§ **DOCUMENT SECTION**:
******************************

Come, Have a Drink

As he walks, Mostly Barefoot, on a sidewalk on the digital highway (UPDATE: Unfortunately, this blog has been deleted), he stops for a while and scatters a few gems where he stands. (Reminds me of The Shawshank Redemption, a la Andy Dufresne, walking in the afternoon sun, scattering the collection of the night)

Usually a beer drinker, the first time I tried a cocktail was because someone whose opinion I respected insisted on it. So I tried it, but really, found nothing to change my loyalties alcohol-wise.

My blogging experience is unfolding a bit like that long ago drink. A few sips into it, there is some kind of new activity at taste bud level but nothing at conversion level yet.

So I came here looking for the recipe, to learn more about the stuff in my glass. Guess I’ll look around some more. [Mostly Barefoot on Blogging Being]

As much as he insists on the analogy above, I think blogging is an acquired taste for him. He does bring about an important point though, and while the recent ‘theme’ seems to be about blogging and such, I thought I’d let go of my footwear and have drink too, barefoot.

Frankly, I like the analogy up there. The blogosphere becomes one wonderful bar, types of drink are the bloggers and each drink a post. Like him, I mostly drink beer, but have a white wine, once in a while.

******************************

§ **EXTRACTED INFORMATION**:
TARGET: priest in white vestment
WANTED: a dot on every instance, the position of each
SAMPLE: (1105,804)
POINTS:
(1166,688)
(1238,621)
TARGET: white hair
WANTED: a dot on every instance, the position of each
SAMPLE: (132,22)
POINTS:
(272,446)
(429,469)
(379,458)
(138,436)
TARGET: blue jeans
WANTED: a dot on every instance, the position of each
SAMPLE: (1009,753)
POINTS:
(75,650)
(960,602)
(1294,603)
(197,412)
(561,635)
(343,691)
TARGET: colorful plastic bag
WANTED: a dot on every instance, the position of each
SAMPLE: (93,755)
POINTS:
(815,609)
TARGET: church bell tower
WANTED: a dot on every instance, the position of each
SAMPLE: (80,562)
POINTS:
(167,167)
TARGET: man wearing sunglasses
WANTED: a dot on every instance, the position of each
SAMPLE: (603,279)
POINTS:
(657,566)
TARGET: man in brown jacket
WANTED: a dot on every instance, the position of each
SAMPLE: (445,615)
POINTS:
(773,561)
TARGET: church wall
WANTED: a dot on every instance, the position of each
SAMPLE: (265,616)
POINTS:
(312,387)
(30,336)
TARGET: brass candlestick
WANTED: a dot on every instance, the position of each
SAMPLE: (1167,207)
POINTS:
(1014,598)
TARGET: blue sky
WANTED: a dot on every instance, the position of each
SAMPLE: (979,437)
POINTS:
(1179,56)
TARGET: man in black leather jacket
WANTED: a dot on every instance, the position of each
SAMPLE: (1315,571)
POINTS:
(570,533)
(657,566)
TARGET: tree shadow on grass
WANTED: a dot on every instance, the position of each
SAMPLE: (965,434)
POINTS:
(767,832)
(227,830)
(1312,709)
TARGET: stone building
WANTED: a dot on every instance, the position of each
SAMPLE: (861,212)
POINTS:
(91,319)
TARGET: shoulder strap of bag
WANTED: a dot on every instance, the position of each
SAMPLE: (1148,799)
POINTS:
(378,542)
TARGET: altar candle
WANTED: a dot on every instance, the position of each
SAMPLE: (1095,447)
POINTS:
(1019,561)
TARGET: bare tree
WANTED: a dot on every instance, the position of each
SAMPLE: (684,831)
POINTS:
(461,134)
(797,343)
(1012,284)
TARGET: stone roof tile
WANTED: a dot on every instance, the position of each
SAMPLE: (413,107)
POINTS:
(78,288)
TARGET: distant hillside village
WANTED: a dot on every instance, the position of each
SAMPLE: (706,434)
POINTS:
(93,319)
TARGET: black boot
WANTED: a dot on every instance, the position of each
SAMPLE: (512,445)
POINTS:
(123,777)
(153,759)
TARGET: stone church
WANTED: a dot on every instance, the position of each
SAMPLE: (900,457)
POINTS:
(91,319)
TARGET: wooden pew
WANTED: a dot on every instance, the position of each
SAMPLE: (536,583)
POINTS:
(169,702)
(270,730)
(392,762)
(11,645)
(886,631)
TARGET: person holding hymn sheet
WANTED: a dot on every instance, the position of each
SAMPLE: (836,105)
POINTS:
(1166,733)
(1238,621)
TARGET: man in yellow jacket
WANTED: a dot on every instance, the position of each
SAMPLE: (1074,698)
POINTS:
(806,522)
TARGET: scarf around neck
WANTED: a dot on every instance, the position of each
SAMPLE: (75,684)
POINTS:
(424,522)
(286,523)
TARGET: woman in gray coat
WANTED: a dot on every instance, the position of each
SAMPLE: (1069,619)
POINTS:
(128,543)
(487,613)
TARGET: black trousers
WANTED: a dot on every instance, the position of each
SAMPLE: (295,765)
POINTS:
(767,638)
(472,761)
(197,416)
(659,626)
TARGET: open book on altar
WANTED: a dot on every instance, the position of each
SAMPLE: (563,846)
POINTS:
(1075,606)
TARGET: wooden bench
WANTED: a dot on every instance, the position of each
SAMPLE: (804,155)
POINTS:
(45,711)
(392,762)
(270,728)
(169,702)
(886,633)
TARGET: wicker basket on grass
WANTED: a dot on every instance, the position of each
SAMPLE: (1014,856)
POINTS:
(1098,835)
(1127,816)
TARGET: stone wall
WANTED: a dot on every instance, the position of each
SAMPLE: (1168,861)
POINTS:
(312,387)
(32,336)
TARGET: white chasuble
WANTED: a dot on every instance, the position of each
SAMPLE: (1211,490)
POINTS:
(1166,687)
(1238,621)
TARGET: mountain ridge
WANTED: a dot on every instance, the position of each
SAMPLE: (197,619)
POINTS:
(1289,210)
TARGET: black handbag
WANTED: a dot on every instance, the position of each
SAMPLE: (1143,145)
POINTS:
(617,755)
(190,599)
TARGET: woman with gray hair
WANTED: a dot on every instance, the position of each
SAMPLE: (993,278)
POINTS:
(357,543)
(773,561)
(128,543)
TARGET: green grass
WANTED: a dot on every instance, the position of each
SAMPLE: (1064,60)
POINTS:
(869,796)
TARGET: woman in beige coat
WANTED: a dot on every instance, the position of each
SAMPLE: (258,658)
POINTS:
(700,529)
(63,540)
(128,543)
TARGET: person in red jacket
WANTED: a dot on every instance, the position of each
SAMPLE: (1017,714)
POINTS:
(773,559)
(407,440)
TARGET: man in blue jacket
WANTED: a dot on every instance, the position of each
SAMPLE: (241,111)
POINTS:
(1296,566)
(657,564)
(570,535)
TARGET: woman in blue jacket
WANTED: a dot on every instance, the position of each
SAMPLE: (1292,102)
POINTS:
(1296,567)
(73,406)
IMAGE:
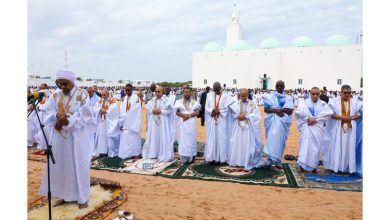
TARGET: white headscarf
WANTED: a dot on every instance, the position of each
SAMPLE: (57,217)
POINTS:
(65,74)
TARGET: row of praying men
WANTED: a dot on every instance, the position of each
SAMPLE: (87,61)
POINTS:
(232,127)
(78,125)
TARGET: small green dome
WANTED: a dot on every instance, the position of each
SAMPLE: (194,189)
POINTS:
(240,45)
(338,39)
(212,47)
(270,43)
(302,41)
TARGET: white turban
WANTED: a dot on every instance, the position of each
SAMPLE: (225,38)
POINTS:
(65,74)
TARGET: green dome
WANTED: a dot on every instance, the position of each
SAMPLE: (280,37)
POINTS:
(270,43)
(338,39)
(212,47)
(240,45)
(302,41)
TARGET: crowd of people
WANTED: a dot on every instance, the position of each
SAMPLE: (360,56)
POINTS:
(106,122)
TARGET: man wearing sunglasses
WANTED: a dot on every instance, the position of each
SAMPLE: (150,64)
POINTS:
(74,124)
(311,116)
(158,143)
(342,137)
(278,107)
(130,120)
(218,118)
(108,133)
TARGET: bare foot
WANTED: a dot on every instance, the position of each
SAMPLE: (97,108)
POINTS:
(83,206)
(60,202)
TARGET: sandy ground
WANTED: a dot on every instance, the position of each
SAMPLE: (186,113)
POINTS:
(151,197)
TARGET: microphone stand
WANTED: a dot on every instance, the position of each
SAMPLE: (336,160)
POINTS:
(49,154)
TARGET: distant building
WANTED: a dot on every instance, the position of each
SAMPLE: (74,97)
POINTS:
(301,65)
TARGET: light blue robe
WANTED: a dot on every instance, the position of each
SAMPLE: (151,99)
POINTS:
(217,132)
(276,128)
(158,143)
(359,145)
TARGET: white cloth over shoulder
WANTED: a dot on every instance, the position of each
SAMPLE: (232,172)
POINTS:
(245,142)
(187,130)
(311,135)
(277,128)
(341,155)
(108,132)
(130,121)
(72,149)
(217,131)
(158,143)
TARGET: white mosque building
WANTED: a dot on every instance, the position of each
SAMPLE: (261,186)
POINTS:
(300,65)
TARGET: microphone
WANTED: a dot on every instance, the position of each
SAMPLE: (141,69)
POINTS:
(39,98)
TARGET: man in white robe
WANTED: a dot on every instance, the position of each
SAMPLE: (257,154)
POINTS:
(43,114)
(187,111)
(149,95)
(74,125)
(278,107)
(217,113)
(245,142)
(130,121)
(341,156)
(311,116)
(158,143)
(32,126)
(108,132)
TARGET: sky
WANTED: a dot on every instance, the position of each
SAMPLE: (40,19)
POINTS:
(154,39)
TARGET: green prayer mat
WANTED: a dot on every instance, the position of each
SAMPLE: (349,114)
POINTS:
(116,164)
(324,179)
(225,173)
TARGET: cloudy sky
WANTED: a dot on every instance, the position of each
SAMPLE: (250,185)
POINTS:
(155,39)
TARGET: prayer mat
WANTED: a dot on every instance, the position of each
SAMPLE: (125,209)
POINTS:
(105,196)
(324,179)
(35,154)
(213,172)
(117,164)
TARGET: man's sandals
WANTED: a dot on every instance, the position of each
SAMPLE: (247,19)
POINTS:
(61,202)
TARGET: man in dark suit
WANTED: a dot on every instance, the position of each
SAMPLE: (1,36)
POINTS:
(203,104)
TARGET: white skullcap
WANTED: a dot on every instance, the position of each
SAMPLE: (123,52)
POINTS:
(65,74)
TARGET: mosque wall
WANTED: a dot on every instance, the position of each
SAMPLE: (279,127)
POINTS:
(299,67)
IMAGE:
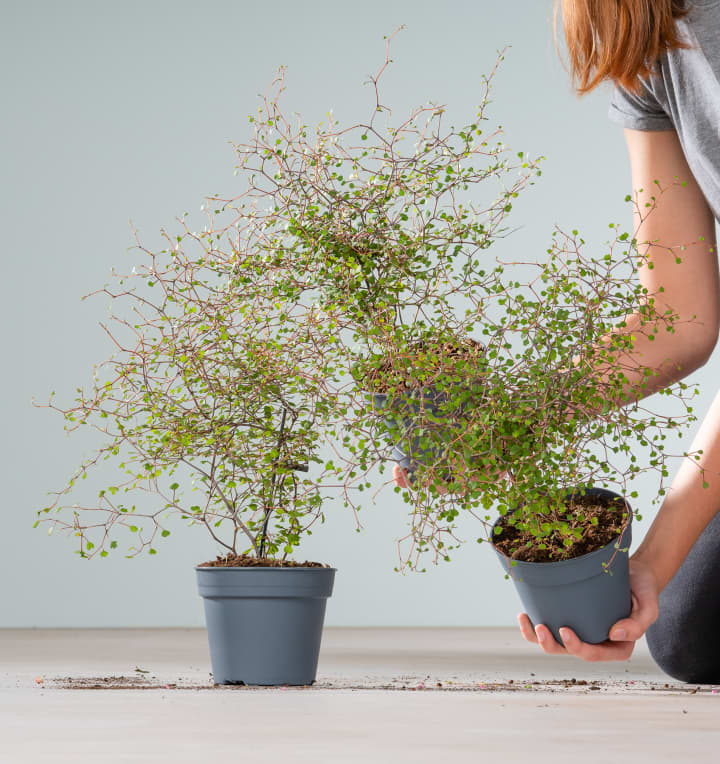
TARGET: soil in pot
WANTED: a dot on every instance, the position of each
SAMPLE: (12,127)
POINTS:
(248,561)
(421,366)
(600,520)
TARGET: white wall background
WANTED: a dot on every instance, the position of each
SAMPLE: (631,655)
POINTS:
(117,111)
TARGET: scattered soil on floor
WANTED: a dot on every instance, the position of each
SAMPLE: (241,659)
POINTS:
(400,372)
(519,544)
(400,684)
(248,561)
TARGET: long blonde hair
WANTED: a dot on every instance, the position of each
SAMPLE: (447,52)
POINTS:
(619,40)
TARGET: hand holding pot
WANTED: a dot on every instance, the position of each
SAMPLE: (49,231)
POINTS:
(623,635)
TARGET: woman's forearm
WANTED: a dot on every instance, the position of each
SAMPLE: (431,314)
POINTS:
(688,506)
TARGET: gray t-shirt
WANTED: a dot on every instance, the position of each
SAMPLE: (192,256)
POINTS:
(684,94)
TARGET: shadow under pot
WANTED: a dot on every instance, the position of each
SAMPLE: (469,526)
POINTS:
(264,624)
(419,424)
(580,593)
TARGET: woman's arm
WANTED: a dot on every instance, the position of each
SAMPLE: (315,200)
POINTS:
(692,290)
(681,219)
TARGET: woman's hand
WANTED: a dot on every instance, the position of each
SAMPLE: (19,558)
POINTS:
(623,635)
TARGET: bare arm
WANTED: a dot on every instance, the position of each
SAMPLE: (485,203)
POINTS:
(682,218)
(691,289)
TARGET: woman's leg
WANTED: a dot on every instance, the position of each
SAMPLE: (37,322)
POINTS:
(683,641)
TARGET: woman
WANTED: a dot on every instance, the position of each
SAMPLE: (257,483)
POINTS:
(663,57)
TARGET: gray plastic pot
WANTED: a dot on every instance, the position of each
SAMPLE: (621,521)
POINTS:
(578,593)
(264,624)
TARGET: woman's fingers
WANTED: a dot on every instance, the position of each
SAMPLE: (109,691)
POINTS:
(645,594)
(605,651)
(539,635)
(572,644)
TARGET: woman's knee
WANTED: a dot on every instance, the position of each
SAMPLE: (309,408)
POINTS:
(684,655)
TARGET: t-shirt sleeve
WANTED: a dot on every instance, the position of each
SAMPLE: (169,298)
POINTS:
(638,112)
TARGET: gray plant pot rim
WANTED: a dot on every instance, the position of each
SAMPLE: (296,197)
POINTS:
(260,567)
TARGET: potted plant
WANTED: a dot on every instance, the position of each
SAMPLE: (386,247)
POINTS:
(214,403)
(509,386)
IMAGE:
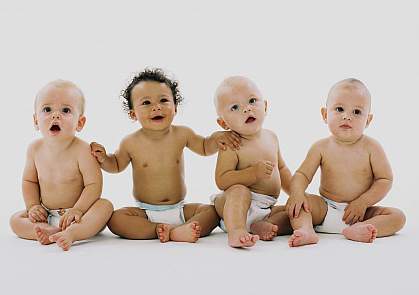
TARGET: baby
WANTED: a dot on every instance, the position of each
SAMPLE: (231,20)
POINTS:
(62,182)
(251,176)
(355,175)
(155,152)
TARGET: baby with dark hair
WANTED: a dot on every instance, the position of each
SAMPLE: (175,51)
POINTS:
(155,152)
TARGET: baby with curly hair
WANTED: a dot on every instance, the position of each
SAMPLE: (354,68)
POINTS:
(62,182)
(155,152)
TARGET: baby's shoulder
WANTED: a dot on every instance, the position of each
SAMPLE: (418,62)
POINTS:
(81,147)
(371,144)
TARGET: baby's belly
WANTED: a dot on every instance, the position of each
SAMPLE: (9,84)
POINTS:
(163,194)
(269,188)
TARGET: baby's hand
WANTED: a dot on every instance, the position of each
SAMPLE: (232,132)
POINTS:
(263,169)
(98,151)
(229,139)
(37,213)
(294,205)
(69,216)
(355,211)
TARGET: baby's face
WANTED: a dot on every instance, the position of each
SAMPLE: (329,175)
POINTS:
(58,112)
(153,105)
(347,113)
(241,108)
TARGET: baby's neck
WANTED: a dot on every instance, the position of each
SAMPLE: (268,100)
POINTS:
(156,134)
(342,142)
(251,137)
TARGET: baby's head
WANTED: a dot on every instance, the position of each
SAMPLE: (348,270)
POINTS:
(347,111)
(152,99)
(59,109)
(240,106)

******************************

§ **REQUESTS**:
[1] In the blog post about blogging and drinks, copy the passage from "So I came here" to "drink too, barefoot.", swapping "acquired taste" for "learned habit".
[2] According to the blog post about blogging and drinks, what does the writer mostly drink?
The data plays no part in what comes next.

§ **EXPECTED OUTPUTS**:
[1]
So I came here looking for the recipe, to learn more about the stuff in my glass. Guess I’ll look around some more. [Mostly Barefoot on Blogging Being]

As much as he insists on the analogy above, I think blogging is an learned habit for him. He does bring about an important point though, and while the recent ‘theme’ seems to be about blogging and such, I thought I’d let go of my footwear and have drink too, barefoot.

[2] Mostly beer, with a white wine once in a while.